> **Problem to solve**
Output every line of the rows below as a Markdown table with two columns, Line No. and Content, numbering the lines in order and leaving out any blank lines.

- - -

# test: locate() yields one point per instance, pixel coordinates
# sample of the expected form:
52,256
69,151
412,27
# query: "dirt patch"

- - -

> **Answer for this exercise**
| Line No. | Content |
|---|---|
| 1 | # test: locate() yields one point per instance, pixel coordinates |
| 2 | # sample of the expected form: |
| 3 | 52,256 |
| 4 | 69,151 |
| 5 | 412,27 |
| 6 | # query: "dirt patch" |